=== Rows from a dataset ===
______
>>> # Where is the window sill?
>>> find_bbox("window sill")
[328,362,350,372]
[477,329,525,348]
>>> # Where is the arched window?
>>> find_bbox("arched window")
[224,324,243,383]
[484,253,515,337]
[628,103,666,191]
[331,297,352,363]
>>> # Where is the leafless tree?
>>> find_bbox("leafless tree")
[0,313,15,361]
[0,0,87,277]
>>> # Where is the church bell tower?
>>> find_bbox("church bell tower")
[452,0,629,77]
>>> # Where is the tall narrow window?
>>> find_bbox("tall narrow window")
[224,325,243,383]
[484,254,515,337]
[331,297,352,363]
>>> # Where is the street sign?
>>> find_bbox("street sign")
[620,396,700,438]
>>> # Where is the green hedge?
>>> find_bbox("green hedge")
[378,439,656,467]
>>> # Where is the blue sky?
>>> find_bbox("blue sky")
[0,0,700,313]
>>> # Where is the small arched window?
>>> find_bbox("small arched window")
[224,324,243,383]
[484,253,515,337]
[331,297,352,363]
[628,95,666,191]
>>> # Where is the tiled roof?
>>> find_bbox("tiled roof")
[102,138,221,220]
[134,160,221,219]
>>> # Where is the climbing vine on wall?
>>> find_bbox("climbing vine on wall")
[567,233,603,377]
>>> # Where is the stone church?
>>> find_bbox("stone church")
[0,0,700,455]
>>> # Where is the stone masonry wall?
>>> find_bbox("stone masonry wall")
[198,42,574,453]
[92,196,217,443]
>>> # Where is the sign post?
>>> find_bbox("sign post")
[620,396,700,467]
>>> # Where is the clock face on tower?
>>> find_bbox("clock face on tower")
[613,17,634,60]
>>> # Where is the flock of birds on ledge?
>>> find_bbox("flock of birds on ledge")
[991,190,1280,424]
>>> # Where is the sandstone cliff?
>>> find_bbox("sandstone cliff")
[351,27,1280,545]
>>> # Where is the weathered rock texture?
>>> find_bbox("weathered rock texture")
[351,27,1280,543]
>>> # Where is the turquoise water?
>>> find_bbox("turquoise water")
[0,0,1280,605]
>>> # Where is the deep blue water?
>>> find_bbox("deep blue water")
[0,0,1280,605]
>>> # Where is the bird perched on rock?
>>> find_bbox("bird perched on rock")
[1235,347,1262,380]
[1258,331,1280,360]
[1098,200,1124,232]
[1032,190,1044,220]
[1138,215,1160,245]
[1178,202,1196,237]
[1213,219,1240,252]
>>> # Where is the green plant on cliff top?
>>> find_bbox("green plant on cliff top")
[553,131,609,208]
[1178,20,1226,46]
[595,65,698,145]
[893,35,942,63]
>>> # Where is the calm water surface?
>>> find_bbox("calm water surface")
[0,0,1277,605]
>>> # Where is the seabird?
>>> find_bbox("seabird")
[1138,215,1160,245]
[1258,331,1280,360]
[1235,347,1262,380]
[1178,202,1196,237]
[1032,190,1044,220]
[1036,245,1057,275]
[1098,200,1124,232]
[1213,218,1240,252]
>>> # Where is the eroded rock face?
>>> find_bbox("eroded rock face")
______
=== What to produce ===
Look above for the line that holds "the blue sky?", then copy it and each line after it exactly, through the last line of the data.

=== Solution to this problem ===
>>> # Where is the blue sky?
>>> find_bbox("blue sky")
[0,0,700,313]
>>> # Where is the small arched window?
>>> find_bbox("small arched window")
[224,324,243,383]
[484,253,515,337]
[331,297,352,363]
[628,95,666,191]
>>> # Where is the tiled roof?
>>> find_bbox("tiled roof")
[102,138,221,220]
[134,160,221,219]
>>> # Where is the climbing vine on wall?
>>> find_bbox("climbing vine on wall")
[567,233,603,377]
>>> # Where is the stone church?
>>> find_bbox("stone church")
[0,0,700,455]
>>> # Where is the stone masonry wall?
>>> find_bbox("stone masonry wall")
[198,42,574,453]
[92,196,217,443]
>>> # Where is the sign post?
>>> find_bbox("sign post")
[620,396,700,467]
>>> # Where is the clock face on tower?
>>> find_bbox("clock face on tower")
[613,17,634,60]
>>> # Where is the flock of birds on ledge?
>>> find_bbox("flock of birds on ledge")
[991,190,1280,424]
>>> # Where is the sandstone cliff?
>>> find_bbox("sandstone cliff")
[351,27,1280,545]
>>> # Where is the weathered rock texture?
>>> find_bbox("weathered rock texture")
[351,27,1280,543]
>>> # Where is the turquoise water?
>>> find_bbox("turquoise water")
[0,0,1280,605]
>>> # Where is the deep blue water?
>>> find_bbox("deep blue water")
[0,0,1280,605]
>>> # Where is the bird perched on rock?
>>> find_bbox("bird perched on rock")
[1235,347,1262,380]
[1258,331,1280,360]
[1098,200,1124,232]
[1032,190,1044,220]
[1138,215,1160,245]
[1178,202,1196,237]
[1213,219,1240,252]
>>> # Where is the green plant on cliff top?
>>> find_bbox("green plant on cliff top")
[553,131,609,208]
[1178,20,1226,46]
[595,65,698,145]
[893,35,942,63]
>>> # Where is the calm water surface?
>>> find_bbox("calm water surface")
[0,0,1277,605]
>>> # Where is the seabird?
>>> find_bbox("seabird")
[1138,215,1160,245]
[1258,331,1280,360]
[1235,347,1262,380]
[1178,202,1196,237]
[1032,190,1044,220]
[1036,245,1057,275]
[1098,200,1124,232]
[1213,218,1240,252]
>>> # Where is the eroded rock face?
>>> find_bbox("eroded rock face")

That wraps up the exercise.